> _EXERCISE DIRECTIONS_
Write out again the lines of the material from the one containing "[mask] tree -> every instance" through the one containing "188 62 L 182", renaming "sample" to "reference" and leaving everything else unchanged.

> _ENTRIES SUPPLIED_

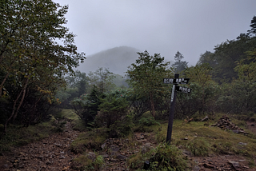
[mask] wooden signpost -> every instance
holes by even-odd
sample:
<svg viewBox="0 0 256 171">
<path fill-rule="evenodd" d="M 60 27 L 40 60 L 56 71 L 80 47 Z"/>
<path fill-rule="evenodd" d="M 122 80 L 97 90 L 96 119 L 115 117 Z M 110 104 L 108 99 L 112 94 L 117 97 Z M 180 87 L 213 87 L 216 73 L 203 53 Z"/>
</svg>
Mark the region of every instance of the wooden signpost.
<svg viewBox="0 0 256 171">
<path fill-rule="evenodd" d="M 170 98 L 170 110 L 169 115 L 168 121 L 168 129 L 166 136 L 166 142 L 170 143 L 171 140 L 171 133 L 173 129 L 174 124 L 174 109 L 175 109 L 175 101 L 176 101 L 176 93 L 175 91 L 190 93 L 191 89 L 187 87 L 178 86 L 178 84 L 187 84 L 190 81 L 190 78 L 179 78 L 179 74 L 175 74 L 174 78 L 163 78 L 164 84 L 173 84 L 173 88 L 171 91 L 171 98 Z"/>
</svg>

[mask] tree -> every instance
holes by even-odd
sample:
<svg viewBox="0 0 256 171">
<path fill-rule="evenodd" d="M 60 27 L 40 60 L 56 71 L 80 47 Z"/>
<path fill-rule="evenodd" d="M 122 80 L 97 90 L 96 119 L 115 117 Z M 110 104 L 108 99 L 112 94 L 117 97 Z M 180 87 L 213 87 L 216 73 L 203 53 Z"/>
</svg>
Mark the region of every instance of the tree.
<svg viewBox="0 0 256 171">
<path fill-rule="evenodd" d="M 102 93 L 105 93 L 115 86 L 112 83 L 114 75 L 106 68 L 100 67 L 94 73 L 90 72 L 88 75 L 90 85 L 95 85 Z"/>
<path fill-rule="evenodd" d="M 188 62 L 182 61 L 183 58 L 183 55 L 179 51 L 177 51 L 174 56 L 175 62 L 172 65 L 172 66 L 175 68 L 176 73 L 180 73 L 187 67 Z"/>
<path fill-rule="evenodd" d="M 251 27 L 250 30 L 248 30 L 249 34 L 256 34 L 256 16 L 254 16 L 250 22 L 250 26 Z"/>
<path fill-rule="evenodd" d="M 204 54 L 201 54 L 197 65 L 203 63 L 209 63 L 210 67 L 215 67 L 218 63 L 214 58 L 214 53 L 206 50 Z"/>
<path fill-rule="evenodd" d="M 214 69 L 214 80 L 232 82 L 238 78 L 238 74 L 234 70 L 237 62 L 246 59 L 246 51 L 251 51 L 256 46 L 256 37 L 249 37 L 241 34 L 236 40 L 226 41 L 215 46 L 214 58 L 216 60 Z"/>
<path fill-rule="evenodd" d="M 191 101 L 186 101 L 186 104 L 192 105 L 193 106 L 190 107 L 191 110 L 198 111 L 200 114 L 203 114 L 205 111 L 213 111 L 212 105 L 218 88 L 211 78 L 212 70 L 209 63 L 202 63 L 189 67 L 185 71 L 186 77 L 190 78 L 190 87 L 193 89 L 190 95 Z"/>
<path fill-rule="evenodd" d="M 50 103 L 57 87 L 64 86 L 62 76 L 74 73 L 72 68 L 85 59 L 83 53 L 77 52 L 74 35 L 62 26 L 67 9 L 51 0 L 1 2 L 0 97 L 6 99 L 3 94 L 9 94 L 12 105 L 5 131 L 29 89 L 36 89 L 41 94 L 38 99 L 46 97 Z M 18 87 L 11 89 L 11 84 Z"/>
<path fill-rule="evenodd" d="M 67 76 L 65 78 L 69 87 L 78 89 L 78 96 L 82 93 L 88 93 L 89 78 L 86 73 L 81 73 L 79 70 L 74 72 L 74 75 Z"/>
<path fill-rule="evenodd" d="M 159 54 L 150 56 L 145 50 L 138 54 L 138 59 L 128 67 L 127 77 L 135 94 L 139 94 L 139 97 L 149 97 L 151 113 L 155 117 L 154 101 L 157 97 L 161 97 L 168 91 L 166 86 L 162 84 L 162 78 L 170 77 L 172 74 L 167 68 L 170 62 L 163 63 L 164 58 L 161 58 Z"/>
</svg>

> _EXPECTED ANSWER_
[mask] tree -> every instance
holes by even-odd
reference:
<svg viewBox="0 0 256 171">
<path fill-rule="evenodd" d="M 60 27 L 40 60 L 56 71 L 80 47 Z"/>
<path fill-rule="evenodd" d="M 122 80 L 97 90 L 96 119 L 115 117 Z M 110 104 L 108 99 L 112 94 L 117 97 Z M 180 87 L 213 87 L 216 73 L 203 53 Z"/>
</svg>
Mark the region of every instance of the tree.
<svg viewBox="0 0 256 171">
<path fill-rule="evenodd" d="M 102 93 L 105 93 L 115 86 L 112 83 L 114 75 L 106 68 L 100 67 L 94 73 L 90 72 L 88 75 L 90 85 L 95 85 Z"/>
<path fill-rule="evenodd" d="M 188 62 L 182 61 L 183 58 L 183 55 L 179 51 L 177 51 L 174 56 L 175 62 L 172 65 L 172 66 L 175 68 L 176 73 L 180 73 L 187 67 Z"/>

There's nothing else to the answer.